**Seção de texto:**
::::
04 Abril 2022
"Não se trata, portanto, apenas de pedir desculpas pelo que foi feito no passado por "vários católicos", mas de enfatizar hoje uma visão que é própria da Igreja e de sua missão no mundo e que se distancia de qualquer pretensão mundana de colonização, de homologação política e cultural, de todo projeto de sujeição a um pensamento único, que é o caminho por onde passa a barbárie", escreve a jornalista Stefania Falasca, em artigo publicado por Avvenire, 2 de abril de 2022. A tradução é de Luisa Rabolini.
O Papa disse claramente: não, "sem indignação firme", "sem memória e sem empenho em aprender com os erros" os problemas não se resolvem e voltam. Vemos isso hoje em dia sobre a guerra. A memória do passado nunca deve ser sacrificada no altar do 'suposto progresso’. E em tempos de guerra, Francisco mais uma vez apontou o suposto desenvolvimento guiado apenas pelos ídolos do dinheiro e do poder. Ídolos que ainda hoje compõem fundamentalismos ideológicos, disfarçados de ideia de avanço, que levam à destruição também da identidade cultural dos povos e de sua convivência.
O Papa Francisco afirmou isso ontem, recebendo em audiência os representantes das populações nativas do Canadá, para onde pretende ir em breve. No alvo está justamente a amarga constatação de como são cada vez mais amplos os fossos produzidos pelas colonizações políticas, ideológicas e econômicas, movidas pela ganância, pela sede de lucro, que não se importam com as populações, suas histórias e suas tradições, e com o cuidado pela “casa comum" da criação.
Assim, ele voltou a apontar a raiz de muitos horrores cometidos e males generalizados: a mentalidade colonial. Uma mentalidade que parece mais revigorada do que nunca e que infelizmente também causou danos ao longo dos séculos na Igreja. Aquela mesma mentalidade que arranca "sem respeito" pessoas do ambiente vital em que vivem para as homologar.
::::
**Tarefa obrigatória a:**
Selecione nos registros abaixo todas as linhas que contêm a palavra "jersey".

**Registros da tarefa:**
::::
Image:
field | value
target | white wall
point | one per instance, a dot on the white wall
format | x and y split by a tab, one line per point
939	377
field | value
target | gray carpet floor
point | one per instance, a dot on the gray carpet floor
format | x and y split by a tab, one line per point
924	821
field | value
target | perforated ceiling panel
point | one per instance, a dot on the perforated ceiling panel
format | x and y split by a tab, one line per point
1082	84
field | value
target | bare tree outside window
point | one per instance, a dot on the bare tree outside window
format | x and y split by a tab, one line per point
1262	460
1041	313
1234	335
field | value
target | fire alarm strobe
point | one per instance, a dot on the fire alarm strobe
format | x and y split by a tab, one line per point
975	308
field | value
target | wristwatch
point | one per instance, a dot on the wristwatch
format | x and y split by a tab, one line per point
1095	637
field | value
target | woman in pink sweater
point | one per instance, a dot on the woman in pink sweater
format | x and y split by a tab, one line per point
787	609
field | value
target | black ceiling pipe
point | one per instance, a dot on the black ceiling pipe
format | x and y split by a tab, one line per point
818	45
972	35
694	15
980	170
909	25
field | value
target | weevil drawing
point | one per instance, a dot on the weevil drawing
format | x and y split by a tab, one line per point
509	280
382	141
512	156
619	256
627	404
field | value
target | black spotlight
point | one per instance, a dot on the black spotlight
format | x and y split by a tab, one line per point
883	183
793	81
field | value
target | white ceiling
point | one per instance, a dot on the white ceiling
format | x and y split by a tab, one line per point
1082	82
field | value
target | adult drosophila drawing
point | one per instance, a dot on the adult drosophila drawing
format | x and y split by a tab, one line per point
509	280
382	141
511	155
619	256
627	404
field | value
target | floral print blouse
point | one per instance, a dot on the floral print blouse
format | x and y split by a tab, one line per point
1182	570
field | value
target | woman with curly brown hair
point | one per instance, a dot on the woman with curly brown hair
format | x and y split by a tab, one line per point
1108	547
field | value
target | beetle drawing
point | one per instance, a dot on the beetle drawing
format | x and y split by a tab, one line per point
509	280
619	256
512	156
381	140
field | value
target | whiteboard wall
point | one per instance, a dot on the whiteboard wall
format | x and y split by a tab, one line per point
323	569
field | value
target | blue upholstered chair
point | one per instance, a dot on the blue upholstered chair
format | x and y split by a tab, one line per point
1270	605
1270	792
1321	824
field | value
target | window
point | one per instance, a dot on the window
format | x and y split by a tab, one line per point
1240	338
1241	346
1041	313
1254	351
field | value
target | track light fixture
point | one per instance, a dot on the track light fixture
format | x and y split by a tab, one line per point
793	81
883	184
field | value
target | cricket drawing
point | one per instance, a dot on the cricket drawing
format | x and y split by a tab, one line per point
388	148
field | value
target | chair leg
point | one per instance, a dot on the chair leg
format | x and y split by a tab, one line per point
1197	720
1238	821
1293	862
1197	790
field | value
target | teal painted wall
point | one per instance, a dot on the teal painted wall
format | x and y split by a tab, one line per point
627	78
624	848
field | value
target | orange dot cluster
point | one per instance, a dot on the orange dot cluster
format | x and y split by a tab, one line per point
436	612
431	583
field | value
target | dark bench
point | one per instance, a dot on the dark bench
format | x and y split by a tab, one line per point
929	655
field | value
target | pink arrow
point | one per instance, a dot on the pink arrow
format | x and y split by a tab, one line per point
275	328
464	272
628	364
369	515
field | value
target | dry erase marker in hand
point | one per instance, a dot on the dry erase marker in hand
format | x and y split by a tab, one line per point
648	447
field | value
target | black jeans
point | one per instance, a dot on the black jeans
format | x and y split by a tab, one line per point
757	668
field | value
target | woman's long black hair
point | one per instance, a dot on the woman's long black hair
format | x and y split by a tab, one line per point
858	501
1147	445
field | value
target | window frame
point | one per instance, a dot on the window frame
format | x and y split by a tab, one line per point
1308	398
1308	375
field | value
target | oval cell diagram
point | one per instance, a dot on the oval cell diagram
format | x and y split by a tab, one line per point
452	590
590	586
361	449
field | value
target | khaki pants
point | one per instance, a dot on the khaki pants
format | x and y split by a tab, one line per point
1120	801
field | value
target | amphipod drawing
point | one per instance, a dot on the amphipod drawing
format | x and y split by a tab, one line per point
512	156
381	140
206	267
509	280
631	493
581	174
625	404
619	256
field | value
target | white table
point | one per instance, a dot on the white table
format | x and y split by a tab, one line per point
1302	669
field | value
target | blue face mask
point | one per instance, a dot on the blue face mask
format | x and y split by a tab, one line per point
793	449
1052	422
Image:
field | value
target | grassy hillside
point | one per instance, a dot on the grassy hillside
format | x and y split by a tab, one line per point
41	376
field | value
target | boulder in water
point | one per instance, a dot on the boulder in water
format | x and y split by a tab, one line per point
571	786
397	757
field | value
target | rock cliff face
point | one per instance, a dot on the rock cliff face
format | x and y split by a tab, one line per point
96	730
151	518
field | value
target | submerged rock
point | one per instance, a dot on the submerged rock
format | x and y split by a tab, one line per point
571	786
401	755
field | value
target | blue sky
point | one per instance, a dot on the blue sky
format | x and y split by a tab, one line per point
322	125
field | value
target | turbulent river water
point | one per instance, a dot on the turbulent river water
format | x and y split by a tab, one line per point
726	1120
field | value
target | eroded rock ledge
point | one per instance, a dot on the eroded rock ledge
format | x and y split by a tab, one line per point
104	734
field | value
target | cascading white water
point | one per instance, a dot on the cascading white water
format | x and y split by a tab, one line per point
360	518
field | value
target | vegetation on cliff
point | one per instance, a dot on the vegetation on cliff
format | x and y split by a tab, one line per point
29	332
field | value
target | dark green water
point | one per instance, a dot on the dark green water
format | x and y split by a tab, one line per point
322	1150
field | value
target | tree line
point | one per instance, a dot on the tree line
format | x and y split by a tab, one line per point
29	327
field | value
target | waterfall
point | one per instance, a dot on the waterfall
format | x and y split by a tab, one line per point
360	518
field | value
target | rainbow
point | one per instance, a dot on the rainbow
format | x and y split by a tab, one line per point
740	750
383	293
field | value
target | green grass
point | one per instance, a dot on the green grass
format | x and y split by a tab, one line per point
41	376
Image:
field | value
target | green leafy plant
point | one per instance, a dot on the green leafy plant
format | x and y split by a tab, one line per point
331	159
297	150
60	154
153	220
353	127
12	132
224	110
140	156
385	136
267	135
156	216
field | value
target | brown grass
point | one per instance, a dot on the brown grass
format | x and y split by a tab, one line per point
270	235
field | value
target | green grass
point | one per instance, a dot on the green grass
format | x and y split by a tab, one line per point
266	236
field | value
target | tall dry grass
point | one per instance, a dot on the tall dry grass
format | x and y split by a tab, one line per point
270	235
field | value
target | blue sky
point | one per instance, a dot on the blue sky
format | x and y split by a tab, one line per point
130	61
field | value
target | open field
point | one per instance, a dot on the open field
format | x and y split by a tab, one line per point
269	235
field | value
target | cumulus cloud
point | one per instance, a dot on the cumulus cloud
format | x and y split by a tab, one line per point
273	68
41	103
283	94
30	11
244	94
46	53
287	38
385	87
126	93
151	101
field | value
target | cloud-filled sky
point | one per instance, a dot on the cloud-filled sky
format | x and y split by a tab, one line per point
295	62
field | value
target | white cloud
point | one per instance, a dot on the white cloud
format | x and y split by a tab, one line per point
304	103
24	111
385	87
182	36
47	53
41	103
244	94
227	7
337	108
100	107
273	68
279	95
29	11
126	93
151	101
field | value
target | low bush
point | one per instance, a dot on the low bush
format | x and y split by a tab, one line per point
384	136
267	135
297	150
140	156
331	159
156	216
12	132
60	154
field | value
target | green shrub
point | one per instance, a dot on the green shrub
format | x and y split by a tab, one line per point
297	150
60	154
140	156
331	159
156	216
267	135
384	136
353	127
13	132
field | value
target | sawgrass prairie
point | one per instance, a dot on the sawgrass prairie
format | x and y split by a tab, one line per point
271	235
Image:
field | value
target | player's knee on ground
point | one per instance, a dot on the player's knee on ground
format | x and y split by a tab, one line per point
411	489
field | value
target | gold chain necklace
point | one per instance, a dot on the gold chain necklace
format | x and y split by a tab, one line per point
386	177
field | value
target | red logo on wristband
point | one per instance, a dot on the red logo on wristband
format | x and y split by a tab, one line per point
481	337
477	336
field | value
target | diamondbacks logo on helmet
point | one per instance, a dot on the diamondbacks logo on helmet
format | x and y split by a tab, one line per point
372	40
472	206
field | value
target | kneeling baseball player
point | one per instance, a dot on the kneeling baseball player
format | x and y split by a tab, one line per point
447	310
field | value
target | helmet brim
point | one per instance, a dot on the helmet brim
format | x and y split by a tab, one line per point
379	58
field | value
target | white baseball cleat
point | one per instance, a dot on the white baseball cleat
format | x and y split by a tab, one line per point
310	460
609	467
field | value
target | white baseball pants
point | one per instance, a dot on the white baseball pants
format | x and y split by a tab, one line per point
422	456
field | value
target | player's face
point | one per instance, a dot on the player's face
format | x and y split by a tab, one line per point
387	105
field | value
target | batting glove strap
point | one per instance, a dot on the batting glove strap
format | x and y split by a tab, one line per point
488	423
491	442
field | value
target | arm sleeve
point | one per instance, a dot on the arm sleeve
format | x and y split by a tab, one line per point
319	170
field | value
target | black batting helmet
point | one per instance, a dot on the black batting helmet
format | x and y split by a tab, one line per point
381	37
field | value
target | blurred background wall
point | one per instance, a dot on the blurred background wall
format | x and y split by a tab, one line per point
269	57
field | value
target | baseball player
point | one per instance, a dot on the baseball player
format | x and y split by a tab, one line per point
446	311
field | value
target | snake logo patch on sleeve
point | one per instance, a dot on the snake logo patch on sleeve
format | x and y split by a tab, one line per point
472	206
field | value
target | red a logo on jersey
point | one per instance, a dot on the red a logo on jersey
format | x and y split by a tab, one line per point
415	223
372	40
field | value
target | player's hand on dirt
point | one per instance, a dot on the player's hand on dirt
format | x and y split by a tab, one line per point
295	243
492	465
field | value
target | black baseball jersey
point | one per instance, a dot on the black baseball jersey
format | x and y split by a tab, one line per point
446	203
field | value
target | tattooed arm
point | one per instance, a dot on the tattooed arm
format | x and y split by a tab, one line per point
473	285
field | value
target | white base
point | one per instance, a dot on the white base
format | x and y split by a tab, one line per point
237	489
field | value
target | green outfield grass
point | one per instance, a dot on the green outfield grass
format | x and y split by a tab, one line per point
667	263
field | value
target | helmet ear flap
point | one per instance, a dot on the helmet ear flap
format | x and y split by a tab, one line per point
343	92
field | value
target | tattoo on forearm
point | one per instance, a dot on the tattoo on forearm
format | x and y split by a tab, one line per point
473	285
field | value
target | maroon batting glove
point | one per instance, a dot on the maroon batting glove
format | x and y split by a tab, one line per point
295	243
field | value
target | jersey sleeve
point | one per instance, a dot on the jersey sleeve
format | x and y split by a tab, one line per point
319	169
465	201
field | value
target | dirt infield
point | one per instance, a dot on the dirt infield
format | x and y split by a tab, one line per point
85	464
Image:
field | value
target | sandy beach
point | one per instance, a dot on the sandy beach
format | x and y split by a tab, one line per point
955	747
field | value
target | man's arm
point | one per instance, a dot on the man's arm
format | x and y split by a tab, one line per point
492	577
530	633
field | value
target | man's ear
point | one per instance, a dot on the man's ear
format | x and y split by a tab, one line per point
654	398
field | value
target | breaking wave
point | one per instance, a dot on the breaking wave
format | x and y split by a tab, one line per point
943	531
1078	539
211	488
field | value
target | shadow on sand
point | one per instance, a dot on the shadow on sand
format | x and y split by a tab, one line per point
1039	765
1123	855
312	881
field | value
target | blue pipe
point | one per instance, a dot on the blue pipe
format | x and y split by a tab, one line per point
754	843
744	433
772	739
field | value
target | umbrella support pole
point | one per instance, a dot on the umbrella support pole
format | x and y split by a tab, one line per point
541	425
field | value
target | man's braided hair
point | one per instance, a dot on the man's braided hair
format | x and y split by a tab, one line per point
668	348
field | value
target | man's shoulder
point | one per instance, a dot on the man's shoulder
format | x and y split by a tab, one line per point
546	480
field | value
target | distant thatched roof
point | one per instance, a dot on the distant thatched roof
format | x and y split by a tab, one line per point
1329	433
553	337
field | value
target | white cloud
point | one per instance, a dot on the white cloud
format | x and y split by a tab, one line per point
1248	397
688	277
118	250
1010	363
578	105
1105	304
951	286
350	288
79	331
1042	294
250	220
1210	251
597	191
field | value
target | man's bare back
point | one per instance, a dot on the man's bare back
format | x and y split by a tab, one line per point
::::
**Tarefa obrigatória b:**
Responda às perguntas sobre o artigo acima, a respeito do Papa Francisco:
(i) Quem fez a tradução do artigo?
(ii) Os representantes de quais populações o Papa Francisco recebeu em audiência?
(iii) Qual mentalidade o Papa apontou como a raiz de muitos horrores cometidos e males generalizados?

**Solução escrita a:**
target | red a logo on jersey
point | one per instance, a dot on the red a logo on jersey
target | black baseball jersey
point | one per instance, a dot on the black baseball jersey
target | jersey sleeve
point | one per instance, a dot on the jersey sleeve

**Solução escrita b:**
(i) Luisa Rabolini.
(ii) Os representantes das populações nativas do Canadá.
(iii) A mentalidade colonial.